● **EXCERPTED TEXT**:
==========

Reputation: 11
Why it is not recommended to use the AF to host or deploy the projects which is related to LLM like Chatbot or Chatassistance?
Is it just beauce of the Cold Start Latency? Like when the function is idel for a while. the next invocation might take longer to start, which can affect the responsiveness of the chat.
Is there any issue which the scalability? The AF can be auto scale, so I belive that there is no issue with the scalability!
Upvotes: -1
Views: 34
Reputation: 29840
I think there are some things to consider when using Azure Functions for chat completions and such. But lets address the issues mentioned in the post first.
Azure Functions have a cold start latency
True, but this only happens after a longer period of inactivity. It can be mitigated by using a Premium plan for example.
Scalability
However, for chatbots or chat assistance applications, the number of requests can vary greatly depending on the time of day or the number of users online. Scaling up and down can be a complex process, and it can lead to performance issues if not done correctly.

==========

● **INSTRUCTIONS**:
[1] In the Azure Functions thread, list every labeled numeric figure together with its label.
[2] According to the Azure Functions thread, what can mitigate cold start latency?
[3] Quote everything in the Azure Functions thread from "Is it just beauce" down to "of the chat.".
The lines after the Azure Functions thread come from a separate source.

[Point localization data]
==========

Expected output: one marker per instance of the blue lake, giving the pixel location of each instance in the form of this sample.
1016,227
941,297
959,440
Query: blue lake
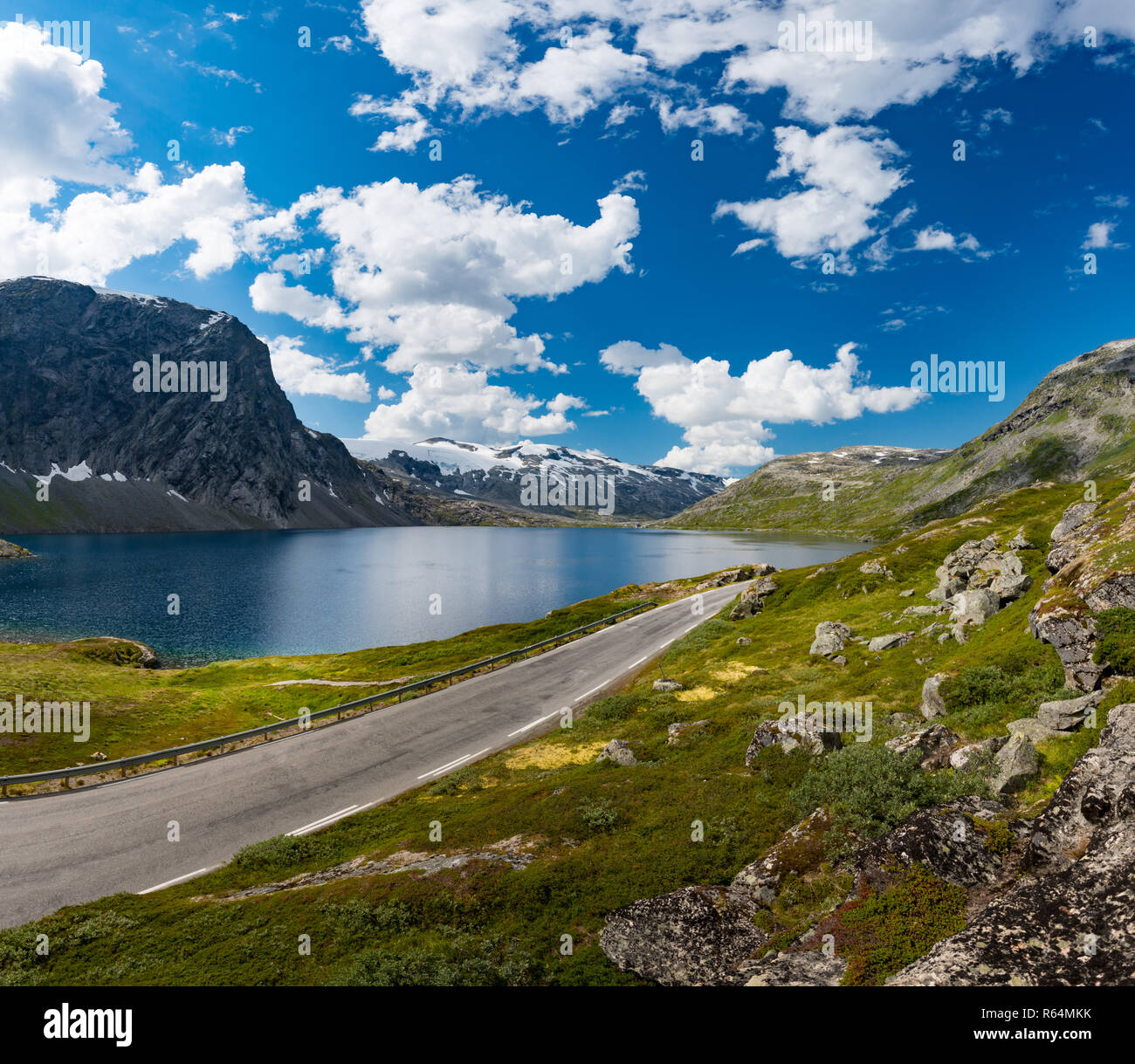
254,594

==========

● **ANSWERS BY ITEM**:
[1]
Reputation: 11
Upvotes: -1
Views: 34
Reputation: 29840

[2] Using a Premium plan.

[3]
Is it just beauce of the Cold Start Latency? Like when the function is idel for a while. the next invocation might take longer to start, which can affect the responsiveness of the chat.